→ **TASK REQUIREMENTS**
Find every line in the rows below that contains the string "green", and copy each of those lines in full.

============

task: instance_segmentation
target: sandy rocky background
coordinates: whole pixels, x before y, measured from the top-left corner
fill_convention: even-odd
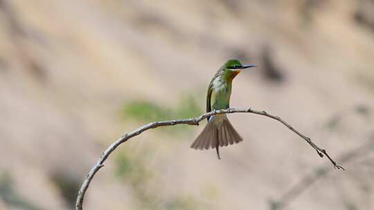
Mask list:
[[[244,142],[221,161],[189,149],[204,124],[122,145],[85,209],[373,209],[374,154],[354,150],[373,141],[370,0],[0,0],[0,209],[72,209],[111,142],[203,113],[232,57],[260,66],[235,79],[232,107],[282,117],[347,170],[278,122],[231,115]]]

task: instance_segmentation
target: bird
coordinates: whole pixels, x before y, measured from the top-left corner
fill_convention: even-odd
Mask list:
[[[257,67],[242,65],[238,59],[227,60],[212,78],[206,94],[206,112],[226,109],[230,107],[230,97],[233,79],[242,70]],[[195,149],[215,148],[218,160],[220,147],[239,143],[243,140],[229,121],[226,114],[217,114],[207,117],[208,124],[191,145]]]

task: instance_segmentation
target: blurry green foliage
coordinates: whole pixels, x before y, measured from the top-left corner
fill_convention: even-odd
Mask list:
[[[68,207],[73,207],[80,187],[80,181],[63,171],[56,171],[51,180],[58,188]]]
[[[162,198],[162,189],[154,185],[152,169],[146,163],[149,159],[145,153],[125,150],[116,158],[116,175],[128,184],[138,201],[139,209],[190,210],[195,209],[197,203],[190,196]],[[152,187],[150,187],[152,185]],[[157,186],[156,184],[156,186]]]
[[[0,173],[0,198],[9,206],[25,210],[42,209],[21,197],[12,187],[12,177],[9,173]]]
[[[195,117],[203,112],[199,108],[196,100],[191,95],[181,97],[177,107],[159,105],[157,102],[147,100],[135,100],[125,104],[122,109],[123,118],[141,122],[170,120]],[[183,133],[188,132],[188,126],[179,126],[173,128],[161,128],[169,133]]]
[[[125,104],[123,113],[124,118],[152,122],[165,120],[170,116],[167,108],[149,101],[132,101]]]
[[[147,100],[132,101],[125,104],[122,110],[125,119],[142,122],[153,122],[195,117],[202,113],[193,97],[182,97],[178,106],[172,108],[166,105]]]
[[[140,187],[152,177],[151,171],[147,170],[143,156],[129,153],[122,153],[116,158],[116,175],[124,178],[133,188]]]

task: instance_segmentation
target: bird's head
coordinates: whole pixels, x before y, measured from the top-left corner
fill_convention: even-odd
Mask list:
[[[251,67],[256,67],[256,66],[252,64],[242,65],[237,59],[229,59],[221,66],[220,71],[224,79],[232,80],[242,70]]]

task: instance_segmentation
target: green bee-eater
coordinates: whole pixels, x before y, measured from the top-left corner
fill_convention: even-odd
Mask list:
[[[236,59],[230,59],[218,69],[213,77],[206,95],[206,112],[228,108],[233,78],[244,68],[256,67],[254,65],[242,65]],[[216,115],[208,118],[208,124],[191,145],[193,149],[208,149],[215,148],[218,159],[220,146],[238,143],[243,140],[227,119],[226,114]]]

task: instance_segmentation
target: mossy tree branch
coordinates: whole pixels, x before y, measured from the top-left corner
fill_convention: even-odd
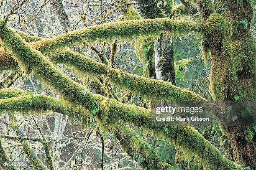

============

→ **WRITTEN RESPONSE**
target: blurry green foliage
target: green bee-eater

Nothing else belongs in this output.